Page text:
Segment Open
While many CIOs and CMOs don't see eye to eye, in the pharmaceutical industry they're not even in the same room. That's what happens in certain industries where strict regulations lead to conservative marketing habits, where CIOs traditionally serve the needs of salespeople, not marketers.
Now comes the digital consumer revolution that has catapulted the CMO and new-fangled marketing tech into the driver's seat. CEOs of even pharmaceutical companies are closely watching the action and hoping the CMO and CIO can work together.
"A lot of CEOs get the fact that there's a great opportunity in having a consistent brand from a digital perspective... and that the support of the CIO is necessary," says Anne O'Riordan, senior managing director of Accenture's life sciences industry group.
The digital consumer revolution cries out for every CMO and CIO to align, but in the pharmaceuticals industry, in particular, this misalignment looms as one of the largest to overcome, according to an Accenture global survey of 22 CIOs and 24 CMOs. The key finding: While pharma CIOs have the highest desire across industries to align with marketing, pharma CMOs rank among the lowest in their desire to collaborate with IT.
A big part of the problem is a legacy of not working together.
"There's a historical aspect to it," O'Riordan says. "The salesforce has traditionally been the area of most investment. The CIOs and the IT community focused a lot of their energy and capabilities to help the salesforce be more effective."
Segment Closed
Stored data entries
Segment Open
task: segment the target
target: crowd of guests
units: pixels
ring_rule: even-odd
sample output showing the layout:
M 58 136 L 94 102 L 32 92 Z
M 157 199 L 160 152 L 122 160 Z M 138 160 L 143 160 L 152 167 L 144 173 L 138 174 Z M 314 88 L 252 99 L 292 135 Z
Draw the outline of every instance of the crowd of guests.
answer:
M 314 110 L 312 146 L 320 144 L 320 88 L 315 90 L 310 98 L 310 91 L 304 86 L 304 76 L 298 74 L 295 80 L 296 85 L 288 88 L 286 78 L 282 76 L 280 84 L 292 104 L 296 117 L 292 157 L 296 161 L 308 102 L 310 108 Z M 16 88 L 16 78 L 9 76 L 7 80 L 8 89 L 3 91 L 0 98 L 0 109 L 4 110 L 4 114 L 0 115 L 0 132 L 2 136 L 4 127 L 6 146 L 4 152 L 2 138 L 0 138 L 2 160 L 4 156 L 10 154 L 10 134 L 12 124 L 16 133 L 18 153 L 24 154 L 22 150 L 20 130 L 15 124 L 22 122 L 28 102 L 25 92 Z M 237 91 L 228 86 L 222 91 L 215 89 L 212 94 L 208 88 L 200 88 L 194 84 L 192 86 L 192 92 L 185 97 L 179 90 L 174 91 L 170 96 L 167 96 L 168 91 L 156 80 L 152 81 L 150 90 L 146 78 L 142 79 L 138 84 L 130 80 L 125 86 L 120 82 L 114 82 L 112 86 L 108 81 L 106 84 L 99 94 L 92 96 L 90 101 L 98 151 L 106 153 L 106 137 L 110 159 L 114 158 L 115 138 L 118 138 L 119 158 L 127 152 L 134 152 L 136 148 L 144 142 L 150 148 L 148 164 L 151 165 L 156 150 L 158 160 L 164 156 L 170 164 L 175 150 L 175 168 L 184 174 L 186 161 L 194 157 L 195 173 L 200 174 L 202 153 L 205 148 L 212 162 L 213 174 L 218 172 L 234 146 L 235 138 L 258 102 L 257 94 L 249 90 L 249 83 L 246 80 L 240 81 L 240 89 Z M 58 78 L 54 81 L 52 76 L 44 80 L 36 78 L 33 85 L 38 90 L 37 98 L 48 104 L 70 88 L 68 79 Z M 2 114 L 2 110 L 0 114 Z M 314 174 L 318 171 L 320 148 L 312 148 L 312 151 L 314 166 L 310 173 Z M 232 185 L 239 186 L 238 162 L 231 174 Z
Segment Closed
The problem:
Copy the passage from the article on pharmaceutical CIOs and CMOs word for word, beginning at the words "Now comes the" and stopping after "can work together.".

Result of the task:
Now comes the digital consumer revolution that has catapulted the CMO and new-fangled marketing tech into the driver's seat. CEOs of even pharmaceutical companies are closely watching the action and hoping the CMO and CIO can work together.